SOURCE EXTRACT:
################
As described in Note 2, because the guaranteed insurance contracts are fully benefit-responsive, contract value is the relevant measurement attributable for that portion of the net assets available for the benefits attributable to the guaranteed insurance contract. Contract value, as reported to the Plan by Prudential, represents contributions made under the contract, plus earnings, less participant withdrawals and administrative expenses. Participants may ordinarily direct the withdrawal or transfer of all or a portion of the investment at contract value.
There are no reserves against contract value for credit risk of a contract issuer or otherwise. The fair value of the insurance contract at December 31, 2009 and 2008 was $42,863,727 and $37,924,816, respectively. The crediting interest rate is based on a formula agreed upon with the issuer, but it may not be less than zero percent. Such interest rates are reviewed on an annual basis for resetting.
Certain events limit the ability of the Plan to transact at contract value with the issuer. Such events include, but are not limited to layoffs, Plan termination, business closings, re-organizations, liquidations and the failure of the Plan to qualify under Section 401(a) or Section 401(k) of the IRC. The Plan administrator does not believe that any events which would limit the Plan’s ability to transact at contract value with participants are probable of occurring.
The guaranteed insurance contract does not permit Prudential to terminate the agreement prior to the scheduled maturity date.
Average Yields
|
|
Twelve Months
Ended
December 31, 2009
|
|
|
Six Months Ended
December 31, 2008
|
|
Based on actual earnings
|
|
|
4.69 |
% |
|
|
5.59 |
% |
Based on interest rate credited to participants
|
|
|
4.80 |
% |
|
|
5.48 |
% |
5.
|
Fair Value Measurements
|
Authoritative guidance establishes a framework for measuring fair value. That framework provides a fair value hierarchy that prioritizes the inputs to valuation techniques used to measure fair value. The guidance defines fair value as the exchange price that would be received for an asset or paid to transfer a liability (an exit price) in the principal or most advantageous market for the asset or liability in an orderly transaction between market participants. The guidance also specifies a fair value hierarchy based upon the observability of inputs used in valuation techniques. Observable inputs (highest level) reflect market data obtained from independent sources, while unobservable inputs (lowest level) reflect internally developed market assumptions. In accordance with authoritative guidance, fair value measurements are classified under the following hierarchy:
Level 1 – Quoted prices for identical instruments in active markets.
################
Image object location entries
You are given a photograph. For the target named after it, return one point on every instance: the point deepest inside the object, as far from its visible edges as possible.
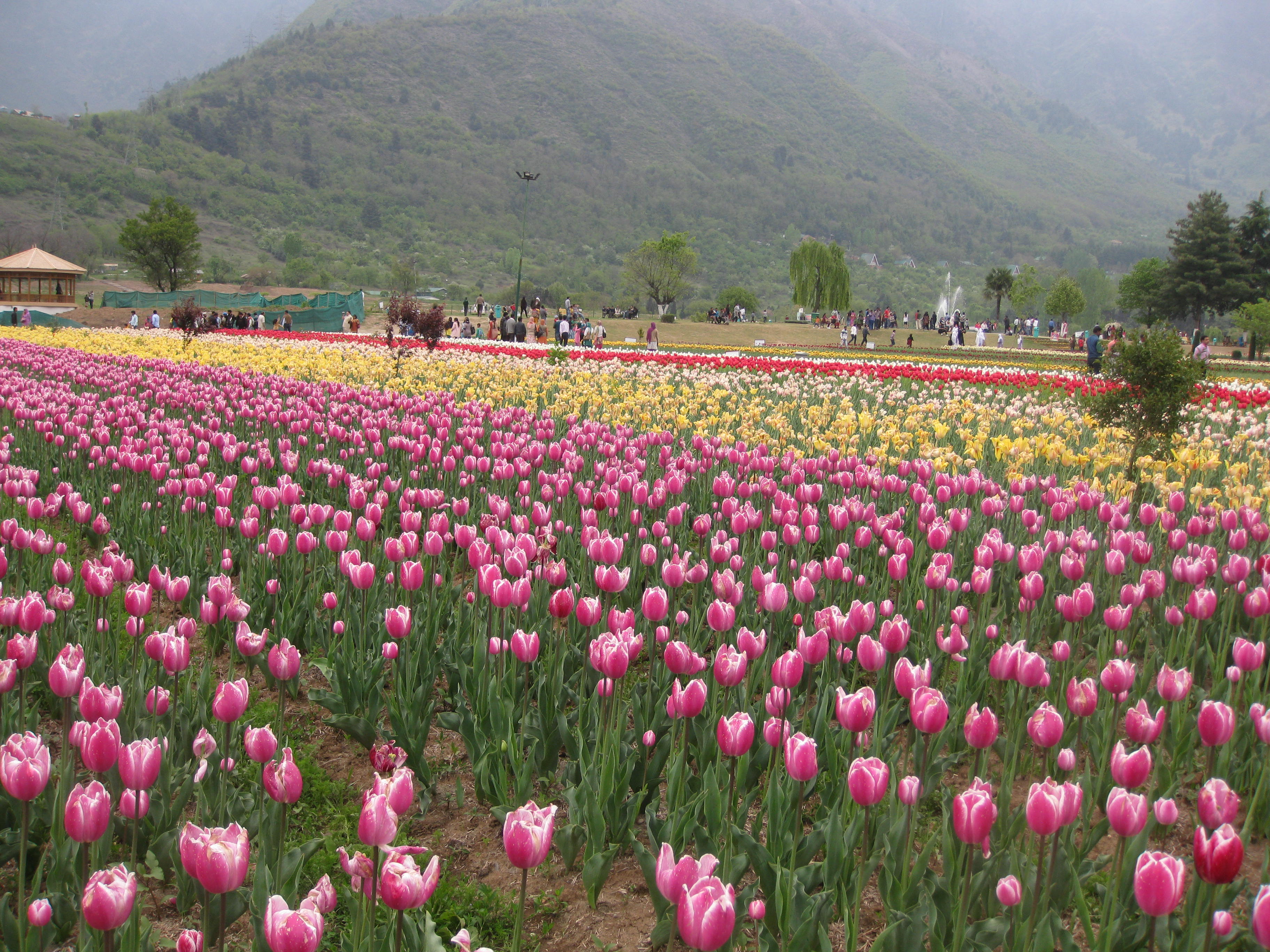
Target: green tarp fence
(40, 319)
(227, 301)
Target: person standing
(1094, 350)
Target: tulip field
(837, 654)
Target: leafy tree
(1154, 381)
(661, 270)
(1025, 290)
(403, 277)
(1207, 272)
(1255, 319)
(737, 298)
(1140, 290)
(821, 278)
(1065, 299)
(1099, 291)
(163, 244)
(996, 286)
(219, 271)
(1254, 237)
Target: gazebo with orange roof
(37, 277)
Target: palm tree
(997, 285)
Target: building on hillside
(35, 277)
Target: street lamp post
(527, 177)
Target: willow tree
(820, 276)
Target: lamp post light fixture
(527, 177)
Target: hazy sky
(59, 54)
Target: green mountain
(398, 135)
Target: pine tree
(1254, 238)
(1207, 272)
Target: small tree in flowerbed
(1152, 382)
(188, 319)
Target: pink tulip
(1165, 811)
(1010, 893)
(654, 603)
(403, 885)
(1118, 676)
(527, 833)
(981, 728)
(801, 757)
(378, 826)
(1218, 857)
(1140, 727)
(284, 781)
(736, 734)
(139, 763)
(1217, 804)
(218, 857)
(868, 781)
(929, 710)
(1259, 917)
(909, 791)
(292, 931)
(1159, 883)
(1173, 686)
(40, 913)
(973, 814)
(397, 621)
(1249, 656)
(1046, 727)
(1216, 724)
(788, 671)
(1082, 697)
(108, 898)
(1126, 813)
(855, 713)
(100, 746)
(707, 914)
(260, 743)
(729, 667)
(100, 703)
(66, 672)
(1044, 808)
(672, 878)
(230, 700)
(88, 813)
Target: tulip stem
(520, 913)
(1041, 870)
(22, 875)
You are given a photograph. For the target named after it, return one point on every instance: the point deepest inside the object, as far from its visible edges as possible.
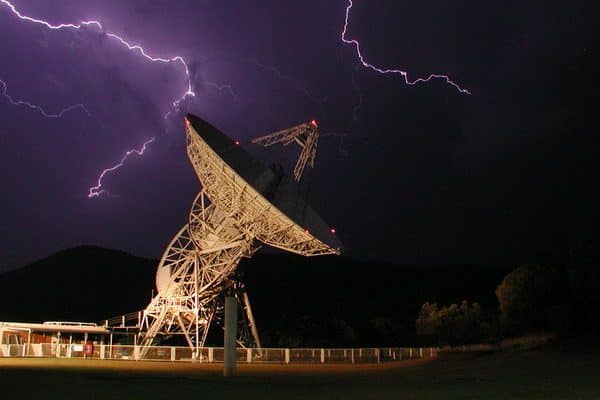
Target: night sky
(410, 174)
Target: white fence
(215, 354)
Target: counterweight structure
(241, 206)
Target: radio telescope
(242, 205)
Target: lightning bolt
(37, 108)
(98, 190)
(394, 71)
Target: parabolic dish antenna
(242, 205)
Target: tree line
(562, 298)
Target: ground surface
(525, 375)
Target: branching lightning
(98, 190)
(37, 108)
(385, 70)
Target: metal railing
(215, 354)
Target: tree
(453, 324)
(529, 298)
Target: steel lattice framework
(305, 135)
(229, 219)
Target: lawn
(517, 375)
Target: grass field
(519, 375)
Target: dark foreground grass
(522, 375)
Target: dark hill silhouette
(296, 300)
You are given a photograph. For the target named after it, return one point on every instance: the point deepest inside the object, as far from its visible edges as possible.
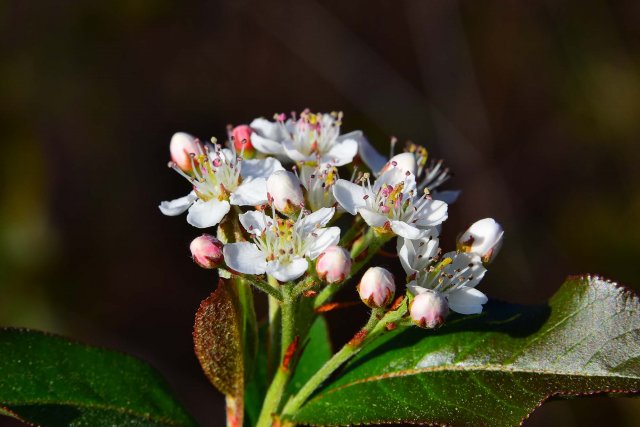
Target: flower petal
################
Continue the plan's financial statement note on guaranteed insurance contracts and fair value measurements, picking up after its final sentence.

Level 2– Quoted prices for similar instruments in active markets; quoted prices for identical or similar instruments in markets that are not active; and model-derived valuations in which all significant inputs or significant value-drivers are observable in active markets.
Level 3 – Model-derived valuations in which one or more significant inputs or significant value-drivers are unobservable.
When available, DeVry uses quoted market prices to determine fair value, and such measurements are classified within Level 1. In some cases where market prices are not available, DeVry makes use of observable market based inputs to calculate fair value, in which case the measurements are classified within Level 2. If quoted or observable market prices are not available, fair value is based upon internally developed models that use, where possible, current market-based parameters such as interest rates and yield curves. These measurements are classified within Level 3.
Fair value measurements of assets and liabilities are classified according to the lowest level input or value-driver that is significant to the valuation. A measurement may therefore be classified within Level 3 even though there may be significant inputs that are readily observable.
Following is a description of the valuation methodologies used for assets measured at fair value.
Money Market and Mutual Funds: Valued at the net asset value of shares held by the Plan at year end.
Common Stocks: Valued at the closing price reported on the active market on which the individual securities are traded.
Commingled Funds: Valued at net asset value per unit held by the Plan at year end as quoted by the funds.
Insurance Contracts: Valued by summing the product of each investment year’s market value factor as of the Plan year-end by the particular contract’s balance within the investment year and dividing the result by the contract’s total investment year balance to arrive at a composite market value factor for the contract. The contract-specific composite market value factor is then multiplied by the contract value to determine the estimated fair value
Participant Loans: Valued at amortized cost, which approximates fair value.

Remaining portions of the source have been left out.